(Beginning of RECORDS FOR THIS TASK)
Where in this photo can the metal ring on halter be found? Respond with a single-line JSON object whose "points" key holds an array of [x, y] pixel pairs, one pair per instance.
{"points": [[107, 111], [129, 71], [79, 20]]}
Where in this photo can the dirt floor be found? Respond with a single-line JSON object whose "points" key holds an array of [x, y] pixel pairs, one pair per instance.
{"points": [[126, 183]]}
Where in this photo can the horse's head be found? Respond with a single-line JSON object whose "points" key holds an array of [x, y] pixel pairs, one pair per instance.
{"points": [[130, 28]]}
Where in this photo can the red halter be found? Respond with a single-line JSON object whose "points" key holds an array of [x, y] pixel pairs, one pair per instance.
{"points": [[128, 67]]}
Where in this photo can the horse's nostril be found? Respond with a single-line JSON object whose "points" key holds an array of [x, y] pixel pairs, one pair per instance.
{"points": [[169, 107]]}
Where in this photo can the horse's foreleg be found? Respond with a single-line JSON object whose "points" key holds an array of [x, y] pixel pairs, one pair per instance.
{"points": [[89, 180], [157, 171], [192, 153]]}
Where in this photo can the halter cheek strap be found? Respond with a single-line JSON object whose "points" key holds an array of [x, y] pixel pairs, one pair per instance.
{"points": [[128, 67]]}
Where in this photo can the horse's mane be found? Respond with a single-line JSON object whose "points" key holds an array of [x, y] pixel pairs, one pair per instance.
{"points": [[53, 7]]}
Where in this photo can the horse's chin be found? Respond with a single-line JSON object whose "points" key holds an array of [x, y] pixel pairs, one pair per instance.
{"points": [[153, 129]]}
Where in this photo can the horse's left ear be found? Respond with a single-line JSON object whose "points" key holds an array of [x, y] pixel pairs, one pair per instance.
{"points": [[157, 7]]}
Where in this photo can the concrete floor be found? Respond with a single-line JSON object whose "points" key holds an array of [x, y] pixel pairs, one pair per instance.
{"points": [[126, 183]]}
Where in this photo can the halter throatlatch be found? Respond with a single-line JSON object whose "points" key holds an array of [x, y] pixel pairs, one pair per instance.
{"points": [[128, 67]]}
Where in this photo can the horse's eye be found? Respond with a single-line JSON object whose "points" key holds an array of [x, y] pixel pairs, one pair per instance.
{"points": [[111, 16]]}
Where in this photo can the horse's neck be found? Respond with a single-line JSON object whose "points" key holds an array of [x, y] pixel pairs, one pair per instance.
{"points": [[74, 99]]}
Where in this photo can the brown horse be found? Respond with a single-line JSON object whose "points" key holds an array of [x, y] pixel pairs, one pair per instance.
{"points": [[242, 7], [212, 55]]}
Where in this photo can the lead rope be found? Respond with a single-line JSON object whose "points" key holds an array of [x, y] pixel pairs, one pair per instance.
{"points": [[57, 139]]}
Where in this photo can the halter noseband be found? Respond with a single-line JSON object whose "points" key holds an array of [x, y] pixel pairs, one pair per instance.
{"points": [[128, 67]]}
(End of RECORDS FOR THIS TASK)
**ASSIGNMENT**
Give back the whole of the data above, exactly as written.

**SOLUTION TO THIS TASK**
Where in this photo can the metal ring on halter be found? Respond with a single-line JSON object whose "points" key holds an array of [x, y] pixel pairs, one pair per instance.
{"points": [[107, 111], [129, 71], [79, 20]]}
Where in this photo can the dirt floor be found? Respond with a single-line JSON object whose "points" key holds an array of [x, y] pixel pairs, one pair per instance.
{"points": [[126, 183]]}
Where in this photo can the horse's head be found? Respond with a single-line JSON object whose "points" key holds an array of [x, y] pixel pairs, one pair per instance.
{"points": [[130, 28]]}
Where in this photo can the red halter be found? Respond with a single-line JSON object whose "points" key holds an array of [x, y] pixel pairs, one pair per instance.
{"points": [[128, 67]]}
Where in this photo can the horse's nostril be found? Respond with a single-line JSON object whose "points" key holds an array of [x, y] pixel pairs, one pair per instance.
{"points": [[169, 107]]}
Where in this photo can the horse's foreleg be found? Respond with a single-line JSON object whose "points" key holds an array of [x, y] pixel pairs, one pair per instance.
{"points": [[89, 180], [157, 171], [192, 153]]}
Where in this photo can the halter cheek strap be found? Respond with a single-line JSON object whose "points" key holds an array of [x, y] pixel pairs, one pair per instance.
{"points": [[128, 67]]}
Where in this photo can the horse's mane be found? Respond with a single-line JSON object whose "points" key holds an array of [x, y] pixel pairs, one pair per instance.
{"points": [[53, 7]]}
Where in this photo can the horse's chin be found? Respond with a single-line JSON object whose "points" key holds an array of [x, y] pixel pairs, one pair per instance.
{"points": [[153, 129]]}
Where in this photo can the horse's left ear be found? Respond with a single-line JSON object whose "points" key holds an array of [x, y] pixel pairs, one pair per instance.
{"points": [[157, 7]]}
Where in this photo can the concrete floor be found? Respond with a single-line JSON object whose "points" key holds an array of [x, y] pixel pairs, one pair per instance.
{"points": [[126, 183]]}
Where in this photo can the halter throatlatch be found? Respond with a single-line JSON object whose "points" key holds an array of [x, y] pixel pairs, one pair per instance.
{"points": [[128, 67]]}
Where in this photo can the horse's eye be found? Respond with a single-line JSON object whose "points" key holds an array of [x, y] pixel pairs, one pair per instance.
{"points": [[111, 16]]}
Where in this photo can the horse's neck be found? Respond with a single-line JSON object whose "points" key holds an array of [x, y] pixel pairs, one pair per instance.
{"points": [[74, 99]]}
Where in this photo can the brown horse be found? Respond with a single-line JSON object whose "points" key holds an array of [x, y] pixel pairs, one pair per instance.
{"points": [[242, 7], [212, 55]]}
Where in this photo can the lead rope be found? Respond with a single-line JSON object whose "points" key holds an array of [x, y] pixel pairs, one pair per instance.
{"points": [[57, 139]]}
Where in this photo can the halter noseband be found? Respond with a single-line JSON object whose "points" key holds an array of [x, y] pixel pairs, one pair per instance.
{"points": [[128, 67]]}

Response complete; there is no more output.